- _PROBLEM TO WORK ON_: Which lines in the data below contain the word "above"? Copy each of them.

- _RECORDS PROVIDED_:
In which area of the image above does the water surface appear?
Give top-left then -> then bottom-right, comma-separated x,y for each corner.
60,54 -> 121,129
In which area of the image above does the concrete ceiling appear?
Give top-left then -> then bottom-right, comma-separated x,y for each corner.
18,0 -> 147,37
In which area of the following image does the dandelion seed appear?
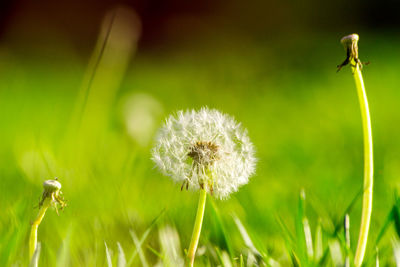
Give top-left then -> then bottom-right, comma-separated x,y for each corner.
--
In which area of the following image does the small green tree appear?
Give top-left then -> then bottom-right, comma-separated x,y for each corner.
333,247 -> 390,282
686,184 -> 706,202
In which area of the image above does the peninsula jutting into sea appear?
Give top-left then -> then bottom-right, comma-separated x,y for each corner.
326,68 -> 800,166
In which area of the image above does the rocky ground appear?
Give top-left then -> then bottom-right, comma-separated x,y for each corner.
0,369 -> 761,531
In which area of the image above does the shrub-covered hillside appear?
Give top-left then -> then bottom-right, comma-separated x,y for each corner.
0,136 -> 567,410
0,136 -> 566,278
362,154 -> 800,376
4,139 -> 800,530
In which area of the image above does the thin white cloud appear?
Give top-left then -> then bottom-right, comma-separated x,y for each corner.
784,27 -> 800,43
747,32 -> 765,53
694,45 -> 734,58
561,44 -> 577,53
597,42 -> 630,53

- _RESPONSE_:
In which area of the image above does the water surface appear?
In which area of the image above does the concrete ceiling appear?
In which area of the image above does the peninsula jutting into sea appear?
In which area of the image above does the rocky ground appear?
In which area of the image above does the shrub-covered hillside appear?
In which area of the image above does the thin white cloud appear?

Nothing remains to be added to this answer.